▸ DOCUMENT PASSAGE:

You are viewing a plain text version of this content. The canonical link for it is here.
Posted to issues@spark.apache.org by "peay (JIRA)" <ji...@apache.org> on 2017/07/27 17:00:09 UTC
[jira] [Created] (SPARK-21550) approxQuantiles throws "next on
empty iterator" on empty data
peay created SPARK-21550:
----------------------------
Summary: approxQuantiles throws "next on empty iterator" on empty data
Key: SPARK-21550
URL: https://issues.apache.org/jira/browse/SPARK-21550
Project: Spark
Issue Type: Bug
Components: SQL
Affects Versions: 2.1.0
Reporter: peay
The documentation says:
{code}
null and NaN values will be removed from the numerical column before calculation. If
the dataframe is empty or the column only contains null or NaN, an empty array is returned.
{code}
However, this small pyspark example
{code}
sql_context.range(10).filter(col("id") == 42).approxQuantile("id", [0.99], 0.001)
{code}
throws
{code}
Py4JJavaError: An error occurred while calling o3493.approxQuantile.
: java.util.NoSuchElementException: next on empty iterator
at scala.collection.Iterator$$anon$2.next(Iterator.scala:39)
at scala.collection.Iterator$$anon$2.next(Iterator.scala:37)
at scala.collection.IndexedSeqLike$Elements.next(IndexedSeqLike.scala:63)
at scala.collection.IterableLike$class.head(IterableLike.scala:107)

Rows of box annotation data
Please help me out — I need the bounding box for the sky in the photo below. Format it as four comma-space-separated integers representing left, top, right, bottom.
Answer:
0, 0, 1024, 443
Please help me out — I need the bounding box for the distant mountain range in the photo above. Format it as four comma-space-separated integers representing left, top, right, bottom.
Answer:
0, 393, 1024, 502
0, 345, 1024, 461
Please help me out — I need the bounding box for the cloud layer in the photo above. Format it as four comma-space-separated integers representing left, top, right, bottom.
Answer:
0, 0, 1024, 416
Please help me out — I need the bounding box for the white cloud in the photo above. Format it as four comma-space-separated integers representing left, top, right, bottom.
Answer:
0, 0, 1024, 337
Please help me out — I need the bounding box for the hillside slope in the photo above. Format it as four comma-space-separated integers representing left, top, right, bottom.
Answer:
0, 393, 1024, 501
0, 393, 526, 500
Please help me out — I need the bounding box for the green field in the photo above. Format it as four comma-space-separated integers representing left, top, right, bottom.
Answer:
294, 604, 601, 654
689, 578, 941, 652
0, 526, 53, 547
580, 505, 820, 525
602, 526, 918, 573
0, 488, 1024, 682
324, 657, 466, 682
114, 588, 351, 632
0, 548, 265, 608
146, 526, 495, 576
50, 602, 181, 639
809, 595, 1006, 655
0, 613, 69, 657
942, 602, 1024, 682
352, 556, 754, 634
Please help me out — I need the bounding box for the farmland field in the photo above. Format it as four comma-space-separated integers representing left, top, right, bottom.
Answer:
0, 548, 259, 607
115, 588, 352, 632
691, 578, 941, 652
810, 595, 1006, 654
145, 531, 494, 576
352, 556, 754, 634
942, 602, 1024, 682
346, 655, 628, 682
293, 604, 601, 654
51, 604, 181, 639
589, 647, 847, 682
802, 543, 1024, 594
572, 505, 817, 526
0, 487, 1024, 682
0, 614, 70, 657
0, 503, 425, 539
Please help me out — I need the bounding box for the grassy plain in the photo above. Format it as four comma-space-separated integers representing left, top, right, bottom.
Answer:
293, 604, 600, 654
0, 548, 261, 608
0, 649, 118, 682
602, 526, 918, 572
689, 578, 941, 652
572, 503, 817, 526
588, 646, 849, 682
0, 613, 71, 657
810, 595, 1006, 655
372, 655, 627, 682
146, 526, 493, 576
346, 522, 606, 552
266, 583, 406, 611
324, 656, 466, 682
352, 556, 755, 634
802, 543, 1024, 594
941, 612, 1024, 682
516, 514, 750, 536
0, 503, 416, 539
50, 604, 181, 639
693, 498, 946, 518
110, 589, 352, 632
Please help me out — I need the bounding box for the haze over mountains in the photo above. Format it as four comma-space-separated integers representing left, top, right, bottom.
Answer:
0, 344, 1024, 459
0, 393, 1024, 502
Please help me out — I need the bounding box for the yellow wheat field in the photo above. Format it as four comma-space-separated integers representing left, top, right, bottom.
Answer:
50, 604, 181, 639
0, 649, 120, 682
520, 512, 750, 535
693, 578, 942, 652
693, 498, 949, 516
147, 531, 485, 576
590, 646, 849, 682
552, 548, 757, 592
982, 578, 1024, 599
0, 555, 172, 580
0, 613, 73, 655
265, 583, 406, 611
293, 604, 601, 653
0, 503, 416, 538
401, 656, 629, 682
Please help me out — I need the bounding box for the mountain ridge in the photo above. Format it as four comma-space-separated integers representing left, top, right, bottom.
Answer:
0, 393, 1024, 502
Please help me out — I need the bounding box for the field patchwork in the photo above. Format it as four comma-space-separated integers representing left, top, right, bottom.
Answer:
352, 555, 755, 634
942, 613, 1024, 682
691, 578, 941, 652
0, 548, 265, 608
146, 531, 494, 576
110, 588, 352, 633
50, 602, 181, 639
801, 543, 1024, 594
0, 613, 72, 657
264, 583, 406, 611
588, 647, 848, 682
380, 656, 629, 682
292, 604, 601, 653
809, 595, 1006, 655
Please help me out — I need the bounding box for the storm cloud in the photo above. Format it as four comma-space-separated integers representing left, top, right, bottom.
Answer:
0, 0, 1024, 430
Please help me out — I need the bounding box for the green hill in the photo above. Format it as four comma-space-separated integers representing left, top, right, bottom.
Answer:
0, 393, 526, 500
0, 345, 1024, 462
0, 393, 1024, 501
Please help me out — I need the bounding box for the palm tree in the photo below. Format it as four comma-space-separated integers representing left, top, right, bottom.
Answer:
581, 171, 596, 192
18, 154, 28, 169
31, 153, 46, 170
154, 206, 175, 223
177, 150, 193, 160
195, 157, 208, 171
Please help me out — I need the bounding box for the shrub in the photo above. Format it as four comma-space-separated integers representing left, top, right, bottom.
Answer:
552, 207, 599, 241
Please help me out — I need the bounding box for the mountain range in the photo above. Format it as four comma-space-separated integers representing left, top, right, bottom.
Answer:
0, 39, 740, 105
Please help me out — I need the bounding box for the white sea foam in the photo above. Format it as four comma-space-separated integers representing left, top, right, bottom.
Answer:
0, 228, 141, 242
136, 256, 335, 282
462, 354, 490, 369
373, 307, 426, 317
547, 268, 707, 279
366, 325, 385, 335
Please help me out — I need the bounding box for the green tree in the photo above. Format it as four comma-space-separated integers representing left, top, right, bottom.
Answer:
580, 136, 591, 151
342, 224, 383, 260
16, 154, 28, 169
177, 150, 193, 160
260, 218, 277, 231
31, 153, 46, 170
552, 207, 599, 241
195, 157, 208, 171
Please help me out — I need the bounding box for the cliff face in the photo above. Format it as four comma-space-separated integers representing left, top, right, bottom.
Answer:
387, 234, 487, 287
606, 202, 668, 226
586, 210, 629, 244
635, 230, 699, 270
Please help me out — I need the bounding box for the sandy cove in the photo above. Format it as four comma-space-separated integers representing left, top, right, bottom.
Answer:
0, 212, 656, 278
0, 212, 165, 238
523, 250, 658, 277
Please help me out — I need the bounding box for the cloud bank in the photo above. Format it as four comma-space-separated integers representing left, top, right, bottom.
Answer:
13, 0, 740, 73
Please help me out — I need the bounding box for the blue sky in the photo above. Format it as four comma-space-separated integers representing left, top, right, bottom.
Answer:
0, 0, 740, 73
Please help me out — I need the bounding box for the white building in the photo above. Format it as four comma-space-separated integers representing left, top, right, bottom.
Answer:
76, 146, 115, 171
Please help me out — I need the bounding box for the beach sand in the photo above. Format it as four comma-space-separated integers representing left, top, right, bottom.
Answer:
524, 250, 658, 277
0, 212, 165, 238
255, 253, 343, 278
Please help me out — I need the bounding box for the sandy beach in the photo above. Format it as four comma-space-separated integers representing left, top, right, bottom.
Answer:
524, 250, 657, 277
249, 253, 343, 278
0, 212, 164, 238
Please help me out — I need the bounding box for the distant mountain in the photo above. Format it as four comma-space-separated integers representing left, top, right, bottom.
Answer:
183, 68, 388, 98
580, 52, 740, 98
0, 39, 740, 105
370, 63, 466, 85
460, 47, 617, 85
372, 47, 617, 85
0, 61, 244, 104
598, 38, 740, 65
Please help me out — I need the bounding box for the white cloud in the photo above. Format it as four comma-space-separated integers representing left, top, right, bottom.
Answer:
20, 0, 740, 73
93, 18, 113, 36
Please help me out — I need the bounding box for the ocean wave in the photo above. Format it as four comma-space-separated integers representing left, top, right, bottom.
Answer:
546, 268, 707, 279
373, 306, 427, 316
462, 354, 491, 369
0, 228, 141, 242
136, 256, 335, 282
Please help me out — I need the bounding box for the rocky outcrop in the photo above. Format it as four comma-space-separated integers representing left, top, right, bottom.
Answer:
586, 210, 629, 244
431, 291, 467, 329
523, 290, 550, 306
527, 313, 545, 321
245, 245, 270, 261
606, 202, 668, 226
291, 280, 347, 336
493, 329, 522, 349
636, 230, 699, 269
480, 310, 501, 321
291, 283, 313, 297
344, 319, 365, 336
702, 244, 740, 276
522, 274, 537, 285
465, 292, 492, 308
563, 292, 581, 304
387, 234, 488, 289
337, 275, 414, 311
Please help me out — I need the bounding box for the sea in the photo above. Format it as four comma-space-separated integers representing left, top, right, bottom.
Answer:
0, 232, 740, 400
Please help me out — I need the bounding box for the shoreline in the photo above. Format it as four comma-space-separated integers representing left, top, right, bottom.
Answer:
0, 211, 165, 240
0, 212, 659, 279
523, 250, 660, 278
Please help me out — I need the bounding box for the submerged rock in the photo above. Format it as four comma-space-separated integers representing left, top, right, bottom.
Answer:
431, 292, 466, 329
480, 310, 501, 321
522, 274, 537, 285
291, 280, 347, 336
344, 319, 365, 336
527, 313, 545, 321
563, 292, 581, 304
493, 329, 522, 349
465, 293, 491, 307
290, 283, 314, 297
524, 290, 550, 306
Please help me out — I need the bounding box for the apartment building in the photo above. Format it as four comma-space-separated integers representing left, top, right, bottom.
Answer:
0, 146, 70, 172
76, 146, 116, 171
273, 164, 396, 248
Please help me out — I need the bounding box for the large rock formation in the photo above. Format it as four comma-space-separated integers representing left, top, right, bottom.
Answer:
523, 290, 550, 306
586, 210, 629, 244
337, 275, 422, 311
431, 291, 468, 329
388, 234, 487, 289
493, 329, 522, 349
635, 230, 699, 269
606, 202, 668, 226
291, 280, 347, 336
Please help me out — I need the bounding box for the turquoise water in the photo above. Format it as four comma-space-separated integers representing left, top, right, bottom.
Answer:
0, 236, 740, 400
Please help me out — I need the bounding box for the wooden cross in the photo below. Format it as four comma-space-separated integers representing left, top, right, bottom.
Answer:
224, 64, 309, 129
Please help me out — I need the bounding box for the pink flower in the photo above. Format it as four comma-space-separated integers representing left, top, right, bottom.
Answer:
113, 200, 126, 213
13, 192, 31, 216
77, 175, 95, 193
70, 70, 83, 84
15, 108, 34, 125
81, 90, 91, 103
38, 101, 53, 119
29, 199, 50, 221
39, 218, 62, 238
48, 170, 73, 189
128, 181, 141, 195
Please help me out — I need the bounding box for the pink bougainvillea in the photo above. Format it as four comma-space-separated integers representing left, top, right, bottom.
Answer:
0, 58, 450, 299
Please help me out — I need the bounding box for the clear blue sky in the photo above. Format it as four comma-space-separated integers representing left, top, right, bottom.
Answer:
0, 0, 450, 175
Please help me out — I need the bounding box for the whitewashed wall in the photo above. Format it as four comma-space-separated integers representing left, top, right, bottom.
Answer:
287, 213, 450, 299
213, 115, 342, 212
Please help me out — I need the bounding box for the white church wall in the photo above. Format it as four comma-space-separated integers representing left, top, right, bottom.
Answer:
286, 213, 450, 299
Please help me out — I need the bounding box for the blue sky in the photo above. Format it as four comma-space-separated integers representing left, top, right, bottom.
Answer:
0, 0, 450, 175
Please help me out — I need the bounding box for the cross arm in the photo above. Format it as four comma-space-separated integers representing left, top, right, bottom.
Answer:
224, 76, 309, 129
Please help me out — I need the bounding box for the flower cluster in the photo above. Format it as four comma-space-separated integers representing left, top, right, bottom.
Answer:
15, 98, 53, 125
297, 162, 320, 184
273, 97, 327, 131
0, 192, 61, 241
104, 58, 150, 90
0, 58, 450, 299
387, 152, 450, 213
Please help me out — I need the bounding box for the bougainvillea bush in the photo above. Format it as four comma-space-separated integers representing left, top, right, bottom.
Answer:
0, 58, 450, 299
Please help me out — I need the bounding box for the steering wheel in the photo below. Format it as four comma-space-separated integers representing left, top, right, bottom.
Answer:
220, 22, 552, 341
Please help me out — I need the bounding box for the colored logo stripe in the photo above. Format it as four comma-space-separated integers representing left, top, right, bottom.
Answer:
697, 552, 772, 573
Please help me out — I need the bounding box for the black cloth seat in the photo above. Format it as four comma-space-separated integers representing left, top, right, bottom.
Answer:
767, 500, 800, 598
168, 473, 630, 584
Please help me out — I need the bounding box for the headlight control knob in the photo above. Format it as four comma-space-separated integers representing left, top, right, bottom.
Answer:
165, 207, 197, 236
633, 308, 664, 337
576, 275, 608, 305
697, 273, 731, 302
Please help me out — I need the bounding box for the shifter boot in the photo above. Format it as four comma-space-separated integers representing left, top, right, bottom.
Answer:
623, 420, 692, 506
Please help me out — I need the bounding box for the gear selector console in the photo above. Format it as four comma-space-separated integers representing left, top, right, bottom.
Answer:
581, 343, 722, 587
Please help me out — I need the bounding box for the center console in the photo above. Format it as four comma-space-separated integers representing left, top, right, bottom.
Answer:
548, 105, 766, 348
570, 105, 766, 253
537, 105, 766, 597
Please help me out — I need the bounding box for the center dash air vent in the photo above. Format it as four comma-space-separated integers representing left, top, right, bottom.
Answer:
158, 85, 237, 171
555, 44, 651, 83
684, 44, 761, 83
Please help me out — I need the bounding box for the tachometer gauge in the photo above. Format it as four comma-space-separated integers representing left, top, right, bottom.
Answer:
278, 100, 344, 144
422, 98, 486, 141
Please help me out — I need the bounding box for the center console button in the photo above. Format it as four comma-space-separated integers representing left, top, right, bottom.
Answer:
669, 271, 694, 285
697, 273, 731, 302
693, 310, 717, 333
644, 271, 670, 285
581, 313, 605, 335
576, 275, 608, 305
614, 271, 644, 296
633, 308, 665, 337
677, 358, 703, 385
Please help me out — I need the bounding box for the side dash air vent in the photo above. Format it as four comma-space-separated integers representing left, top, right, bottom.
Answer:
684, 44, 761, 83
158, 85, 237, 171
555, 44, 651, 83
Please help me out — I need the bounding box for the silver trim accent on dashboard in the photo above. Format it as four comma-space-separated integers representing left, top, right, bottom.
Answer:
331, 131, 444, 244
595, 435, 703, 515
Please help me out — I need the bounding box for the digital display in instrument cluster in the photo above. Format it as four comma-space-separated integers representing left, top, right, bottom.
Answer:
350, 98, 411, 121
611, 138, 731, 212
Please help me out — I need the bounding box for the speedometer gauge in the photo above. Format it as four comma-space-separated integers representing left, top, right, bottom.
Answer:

▸ DIRECTION:
Answer these questions from the Spark bug report:
(a) Which version of Spark does the report list as affected?
(b) According to the documentation it quotes, what is returned if the dataframe is empty?
(c) Which Java exception does the small pyspark example throw?

▸ TASK ANSWER:
(a) 2.1.0
(b) An empty array
(c) java.util.NoSuchElementException